Please reproduce all of the following material word for word, line by line, without changing anything.
──────────────────────────────
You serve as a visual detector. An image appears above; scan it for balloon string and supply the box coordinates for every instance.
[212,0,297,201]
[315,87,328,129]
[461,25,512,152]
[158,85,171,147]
──────────────────────────────
— Response to this exercise —
You serve as a visual detector. An image appears above; scan it for balloon string and supply the box coordinates for every instance.
[212,0,297,201]
[315,87,328,129]
[461,25,512,152]
[158,85,171,147]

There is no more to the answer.